■ Given problem
Pull out every line in the records below that contains the word "beak".

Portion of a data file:
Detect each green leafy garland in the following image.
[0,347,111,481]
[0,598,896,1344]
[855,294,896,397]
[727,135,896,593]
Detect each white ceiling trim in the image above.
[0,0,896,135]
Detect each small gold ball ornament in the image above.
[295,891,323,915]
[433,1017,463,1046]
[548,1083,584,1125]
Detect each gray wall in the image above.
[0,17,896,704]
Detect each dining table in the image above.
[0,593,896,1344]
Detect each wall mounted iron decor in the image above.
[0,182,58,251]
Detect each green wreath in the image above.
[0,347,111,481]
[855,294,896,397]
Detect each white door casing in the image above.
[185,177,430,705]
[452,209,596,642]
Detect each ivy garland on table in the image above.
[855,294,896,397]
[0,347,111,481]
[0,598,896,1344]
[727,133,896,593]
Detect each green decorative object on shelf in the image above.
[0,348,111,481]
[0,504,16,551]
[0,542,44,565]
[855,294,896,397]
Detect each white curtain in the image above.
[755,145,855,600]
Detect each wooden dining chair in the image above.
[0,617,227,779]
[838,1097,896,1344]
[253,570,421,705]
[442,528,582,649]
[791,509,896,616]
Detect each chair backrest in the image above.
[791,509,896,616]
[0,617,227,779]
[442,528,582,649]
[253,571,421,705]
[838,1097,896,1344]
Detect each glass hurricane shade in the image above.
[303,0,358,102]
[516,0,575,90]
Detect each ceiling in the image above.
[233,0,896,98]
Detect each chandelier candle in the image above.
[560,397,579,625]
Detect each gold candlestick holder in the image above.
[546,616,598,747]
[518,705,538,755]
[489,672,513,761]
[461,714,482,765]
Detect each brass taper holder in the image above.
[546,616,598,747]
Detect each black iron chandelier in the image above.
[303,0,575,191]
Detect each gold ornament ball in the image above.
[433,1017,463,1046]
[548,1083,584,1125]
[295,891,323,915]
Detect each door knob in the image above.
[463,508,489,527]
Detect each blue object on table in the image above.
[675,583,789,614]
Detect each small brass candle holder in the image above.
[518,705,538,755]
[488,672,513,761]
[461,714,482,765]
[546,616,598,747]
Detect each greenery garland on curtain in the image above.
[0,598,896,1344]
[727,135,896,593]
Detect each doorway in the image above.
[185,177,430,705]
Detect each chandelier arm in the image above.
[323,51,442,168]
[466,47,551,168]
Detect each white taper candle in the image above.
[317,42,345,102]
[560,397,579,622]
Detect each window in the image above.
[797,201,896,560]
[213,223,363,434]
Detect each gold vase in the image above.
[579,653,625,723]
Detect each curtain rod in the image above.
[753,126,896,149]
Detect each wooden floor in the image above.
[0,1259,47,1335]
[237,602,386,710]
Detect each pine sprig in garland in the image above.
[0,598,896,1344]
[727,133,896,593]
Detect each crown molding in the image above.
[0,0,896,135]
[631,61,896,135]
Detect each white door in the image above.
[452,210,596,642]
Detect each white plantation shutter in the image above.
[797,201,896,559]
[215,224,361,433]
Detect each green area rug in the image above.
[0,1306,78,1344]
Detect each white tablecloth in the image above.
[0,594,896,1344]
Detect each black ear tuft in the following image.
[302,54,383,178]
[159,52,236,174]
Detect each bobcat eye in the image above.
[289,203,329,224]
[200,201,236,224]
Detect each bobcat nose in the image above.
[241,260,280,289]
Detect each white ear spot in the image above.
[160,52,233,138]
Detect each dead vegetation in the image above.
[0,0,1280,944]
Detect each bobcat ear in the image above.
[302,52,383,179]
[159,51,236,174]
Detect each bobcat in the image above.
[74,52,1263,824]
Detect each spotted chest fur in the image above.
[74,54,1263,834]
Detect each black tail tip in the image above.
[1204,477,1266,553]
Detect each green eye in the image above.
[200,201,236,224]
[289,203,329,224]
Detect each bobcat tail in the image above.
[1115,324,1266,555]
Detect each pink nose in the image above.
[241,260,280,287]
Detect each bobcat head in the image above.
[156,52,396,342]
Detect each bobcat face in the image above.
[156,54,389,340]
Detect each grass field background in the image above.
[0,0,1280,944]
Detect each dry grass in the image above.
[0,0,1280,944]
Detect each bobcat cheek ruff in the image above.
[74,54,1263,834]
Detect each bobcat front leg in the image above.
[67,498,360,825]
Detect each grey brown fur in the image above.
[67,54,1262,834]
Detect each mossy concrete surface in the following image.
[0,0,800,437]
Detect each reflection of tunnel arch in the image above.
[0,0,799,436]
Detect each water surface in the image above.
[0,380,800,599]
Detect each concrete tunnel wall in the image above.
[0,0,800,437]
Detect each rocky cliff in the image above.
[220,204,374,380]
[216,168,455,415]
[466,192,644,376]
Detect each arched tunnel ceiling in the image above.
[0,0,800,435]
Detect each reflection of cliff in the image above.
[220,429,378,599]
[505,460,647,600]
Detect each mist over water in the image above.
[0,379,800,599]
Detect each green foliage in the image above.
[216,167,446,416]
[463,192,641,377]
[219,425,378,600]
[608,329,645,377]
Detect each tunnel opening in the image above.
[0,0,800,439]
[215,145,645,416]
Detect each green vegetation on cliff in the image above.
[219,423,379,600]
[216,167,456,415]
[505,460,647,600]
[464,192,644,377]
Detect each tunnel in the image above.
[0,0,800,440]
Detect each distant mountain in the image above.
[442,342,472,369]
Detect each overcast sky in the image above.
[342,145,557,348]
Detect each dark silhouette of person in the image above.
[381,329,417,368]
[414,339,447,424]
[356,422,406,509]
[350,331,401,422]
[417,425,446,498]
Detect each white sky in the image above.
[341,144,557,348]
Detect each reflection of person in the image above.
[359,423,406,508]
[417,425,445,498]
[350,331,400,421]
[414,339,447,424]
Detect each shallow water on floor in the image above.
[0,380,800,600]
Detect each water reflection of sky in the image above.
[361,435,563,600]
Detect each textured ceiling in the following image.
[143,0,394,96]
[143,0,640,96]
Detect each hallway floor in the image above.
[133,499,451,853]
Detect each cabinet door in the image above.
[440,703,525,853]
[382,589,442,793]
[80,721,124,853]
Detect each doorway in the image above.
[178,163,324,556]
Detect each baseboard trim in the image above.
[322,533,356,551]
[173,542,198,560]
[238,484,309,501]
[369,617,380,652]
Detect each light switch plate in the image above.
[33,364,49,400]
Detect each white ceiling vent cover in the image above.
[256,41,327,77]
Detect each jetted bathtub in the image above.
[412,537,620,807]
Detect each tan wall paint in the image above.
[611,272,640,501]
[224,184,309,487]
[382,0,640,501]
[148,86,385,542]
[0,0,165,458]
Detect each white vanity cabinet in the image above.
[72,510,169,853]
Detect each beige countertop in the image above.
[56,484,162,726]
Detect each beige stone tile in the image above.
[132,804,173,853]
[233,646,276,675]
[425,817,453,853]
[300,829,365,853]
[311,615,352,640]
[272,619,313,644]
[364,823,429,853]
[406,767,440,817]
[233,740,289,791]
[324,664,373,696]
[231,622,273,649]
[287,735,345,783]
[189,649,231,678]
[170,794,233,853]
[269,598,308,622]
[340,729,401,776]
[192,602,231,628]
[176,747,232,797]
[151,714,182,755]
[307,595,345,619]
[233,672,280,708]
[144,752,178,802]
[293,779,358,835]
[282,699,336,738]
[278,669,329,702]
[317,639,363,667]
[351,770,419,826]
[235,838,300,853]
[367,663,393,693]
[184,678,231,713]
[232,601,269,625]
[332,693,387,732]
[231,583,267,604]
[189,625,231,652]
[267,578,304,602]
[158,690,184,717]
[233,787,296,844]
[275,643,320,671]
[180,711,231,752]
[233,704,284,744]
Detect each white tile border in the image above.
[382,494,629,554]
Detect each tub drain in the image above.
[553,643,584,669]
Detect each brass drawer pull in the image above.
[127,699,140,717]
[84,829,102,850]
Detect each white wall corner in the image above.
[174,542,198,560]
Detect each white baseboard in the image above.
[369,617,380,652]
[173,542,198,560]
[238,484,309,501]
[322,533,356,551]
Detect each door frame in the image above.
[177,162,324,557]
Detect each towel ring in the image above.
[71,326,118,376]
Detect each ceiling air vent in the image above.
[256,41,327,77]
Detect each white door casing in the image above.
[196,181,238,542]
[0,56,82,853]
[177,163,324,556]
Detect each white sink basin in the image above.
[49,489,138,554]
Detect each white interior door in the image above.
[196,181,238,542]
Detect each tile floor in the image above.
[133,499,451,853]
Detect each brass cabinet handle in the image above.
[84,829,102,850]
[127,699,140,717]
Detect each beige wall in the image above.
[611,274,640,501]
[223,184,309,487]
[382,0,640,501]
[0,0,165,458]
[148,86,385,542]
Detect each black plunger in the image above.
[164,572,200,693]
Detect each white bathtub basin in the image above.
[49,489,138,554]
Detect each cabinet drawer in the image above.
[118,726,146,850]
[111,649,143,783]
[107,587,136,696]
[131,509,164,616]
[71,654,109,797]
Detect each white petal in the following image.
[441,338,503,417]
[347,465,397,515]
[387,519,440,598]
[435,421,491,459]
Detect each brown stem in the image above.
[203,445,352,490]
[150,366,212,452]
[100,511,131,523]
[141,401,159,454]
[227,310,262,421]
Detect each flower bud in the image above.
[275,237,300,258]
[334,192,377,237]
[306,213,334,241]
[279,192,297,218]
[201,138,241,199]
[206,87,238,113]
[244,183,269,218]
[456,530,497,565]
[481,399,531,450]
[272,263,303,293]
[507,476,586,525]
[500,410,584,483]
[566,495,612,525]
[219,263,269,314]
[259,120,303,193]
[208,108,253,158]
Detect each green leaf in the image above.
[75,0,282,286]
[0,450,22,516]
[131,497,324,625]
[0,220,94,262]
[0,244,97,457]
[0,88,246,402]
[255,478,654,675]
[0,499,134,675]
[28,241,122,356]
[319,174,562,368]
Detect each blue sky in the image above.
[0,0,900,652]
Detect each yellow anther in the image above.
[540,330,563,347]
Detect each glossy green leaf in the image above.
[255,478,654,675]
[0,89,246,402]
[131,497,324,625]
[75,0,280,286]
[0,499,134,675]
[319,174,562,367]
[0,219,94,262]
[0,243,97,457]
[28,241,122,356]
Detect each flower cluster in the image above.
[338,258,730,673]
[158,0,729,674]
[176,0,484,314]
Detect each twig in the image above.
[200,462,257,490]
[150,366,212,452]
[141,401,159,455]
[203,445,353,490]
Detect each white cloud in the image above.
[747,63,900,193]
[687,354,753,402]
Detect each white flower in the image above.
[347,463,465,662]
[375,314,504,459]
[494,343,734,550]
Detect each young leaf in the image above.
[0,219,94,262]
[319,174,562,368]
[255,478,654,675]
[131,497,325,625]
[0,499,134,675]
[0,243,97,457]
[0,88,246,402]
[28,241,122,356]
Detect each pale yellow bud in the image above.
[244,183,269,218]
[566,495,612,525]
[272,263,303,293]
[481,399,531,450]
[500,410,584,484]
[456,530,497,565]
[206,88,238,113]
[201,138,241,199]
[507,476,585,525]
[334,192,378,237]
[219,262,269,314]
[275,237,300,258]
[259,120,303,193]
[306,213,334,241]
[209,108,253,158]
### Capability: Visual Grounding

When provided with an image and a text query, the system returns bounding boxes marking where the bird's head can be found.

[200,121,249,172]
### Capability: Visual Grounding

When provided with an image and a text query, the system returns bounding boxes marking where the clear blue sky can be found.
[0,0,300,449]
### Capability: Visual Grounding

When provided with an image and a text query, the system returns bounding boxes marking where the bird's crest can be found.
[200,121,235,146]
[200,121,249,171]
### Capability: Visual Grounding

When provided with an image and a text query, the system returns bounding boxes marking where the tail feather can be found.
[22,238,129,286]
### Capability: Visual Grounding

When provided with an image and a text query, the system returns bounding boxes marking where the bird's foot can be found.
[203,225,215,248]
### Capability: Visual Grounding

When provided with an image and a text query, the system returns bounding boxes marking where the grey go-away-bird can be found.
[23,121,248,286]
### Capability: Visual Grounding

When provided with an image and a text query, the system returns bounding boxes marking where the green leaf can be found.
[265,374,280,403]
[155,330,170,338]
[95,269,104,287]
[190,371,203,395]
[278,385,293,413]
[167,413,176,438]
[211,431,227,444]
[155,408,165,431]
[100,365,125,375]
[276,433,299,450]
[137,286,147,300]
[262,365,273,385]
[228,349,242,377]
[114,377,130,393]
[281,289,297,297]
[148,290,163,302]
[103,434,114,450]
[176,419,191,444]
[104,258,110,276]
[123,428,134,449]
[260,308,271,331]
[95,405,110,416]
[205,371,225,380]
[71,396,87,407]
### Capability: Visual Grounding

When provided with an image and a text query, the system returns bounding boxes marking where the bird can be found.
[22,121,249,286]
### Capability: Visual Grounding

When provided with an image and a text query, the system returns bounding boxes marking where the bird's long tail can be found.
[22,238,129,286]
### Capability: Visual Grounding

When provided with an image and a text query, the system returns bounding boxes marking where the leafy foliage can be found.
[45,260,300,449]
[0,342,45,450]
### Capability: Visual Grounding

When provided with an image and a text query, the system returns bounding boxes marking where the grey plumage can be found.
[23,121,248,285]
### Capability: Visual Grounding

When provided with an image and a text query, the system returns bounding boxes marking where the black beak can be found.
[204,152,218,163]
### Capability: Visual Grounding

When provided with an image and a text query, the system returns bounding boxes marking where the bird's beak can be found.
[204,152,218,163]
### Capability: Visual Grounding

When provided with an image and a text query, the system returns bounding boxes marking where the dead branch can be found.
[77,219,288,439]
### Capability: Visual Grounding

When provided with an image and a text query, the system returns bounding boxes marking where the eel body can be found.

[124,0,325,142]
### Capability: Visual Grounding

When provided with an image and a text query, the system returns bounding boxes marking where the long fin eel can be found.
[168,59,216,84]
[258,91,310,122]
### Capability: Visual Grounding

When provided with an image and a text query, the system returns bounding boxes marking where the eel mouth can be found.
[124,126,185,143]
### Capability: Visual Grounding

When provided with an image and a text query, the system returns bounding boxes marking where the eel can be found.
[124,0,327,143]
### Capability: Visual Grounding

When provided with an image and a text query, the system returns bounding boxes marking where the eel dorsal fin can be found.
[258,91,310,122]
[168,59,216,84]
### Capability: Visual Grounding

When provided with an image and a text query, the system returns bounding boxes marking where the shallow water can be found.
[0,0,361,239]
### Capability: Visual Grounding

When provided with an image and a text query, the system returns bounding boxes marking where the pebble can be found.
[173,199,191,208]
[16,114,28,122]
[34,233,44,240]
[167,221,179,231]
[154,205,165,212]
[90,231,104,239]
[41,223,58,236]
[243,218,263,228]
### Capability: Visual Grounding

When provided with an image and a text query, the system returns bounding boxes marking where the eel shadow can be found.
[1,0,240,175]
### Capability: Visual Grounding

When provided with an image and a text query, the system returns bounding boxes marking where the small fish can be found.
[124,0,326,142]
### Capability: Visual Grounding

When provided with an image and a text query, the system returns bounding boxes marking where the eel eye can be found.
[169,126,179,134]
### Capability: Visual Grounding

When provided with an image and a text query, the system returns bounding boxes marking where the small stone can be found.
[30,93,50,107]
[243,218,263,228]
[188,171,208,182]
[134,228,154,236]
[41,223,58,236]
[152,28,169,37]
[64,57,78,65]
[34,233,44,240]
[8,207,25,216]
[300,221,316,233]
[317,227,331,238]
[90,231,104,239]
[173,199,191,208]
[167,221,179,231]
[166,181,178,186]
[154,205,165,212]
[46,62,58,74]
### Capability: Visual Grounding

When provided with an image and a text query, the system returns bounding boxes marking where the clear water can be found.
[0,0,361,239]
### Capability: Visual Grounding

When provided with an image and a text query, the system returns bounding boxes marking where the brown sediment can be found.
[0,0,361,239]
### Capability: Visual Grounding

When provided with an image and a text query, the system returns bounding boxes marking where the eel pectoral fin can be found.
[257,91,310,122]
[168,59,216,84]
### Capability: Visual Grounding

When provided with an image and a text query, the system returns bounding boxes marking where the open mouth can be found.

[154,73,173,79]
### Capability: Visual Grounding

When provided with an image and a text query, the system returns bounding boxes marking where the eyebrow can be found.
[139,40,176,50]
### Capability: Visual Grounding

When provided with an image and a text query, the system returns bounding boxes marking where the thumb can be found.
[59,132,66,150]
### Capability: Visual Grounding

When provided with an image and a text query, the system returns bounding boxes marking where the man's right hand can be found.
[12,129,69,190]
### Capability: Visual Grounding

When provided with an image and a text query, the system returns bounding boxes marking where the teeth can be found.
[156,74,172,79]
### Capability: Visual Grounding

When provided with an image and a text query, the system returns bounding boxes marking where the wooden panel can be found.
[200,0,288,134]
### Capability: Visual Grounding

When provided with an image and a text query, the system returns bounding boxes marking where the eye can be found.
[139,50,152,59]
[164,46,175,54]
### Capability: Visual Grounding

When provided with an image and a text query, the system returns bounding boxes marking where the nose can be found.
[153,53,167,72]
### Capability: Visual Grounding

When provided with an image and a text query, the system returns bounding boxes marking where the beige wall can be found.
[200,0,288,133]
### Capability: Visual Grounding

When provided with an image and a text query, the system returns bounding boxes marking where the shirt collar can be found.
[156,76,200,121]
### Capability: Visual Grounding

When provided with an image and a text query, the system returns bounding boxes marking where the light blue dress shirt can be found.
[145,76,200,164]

■ The response
When provided with an image and a text query, the system returns bounding boxes marking where the black beak can be found.
When provided with an image and a text query, the system returns bounding boxes marking where the bird's beak can be found.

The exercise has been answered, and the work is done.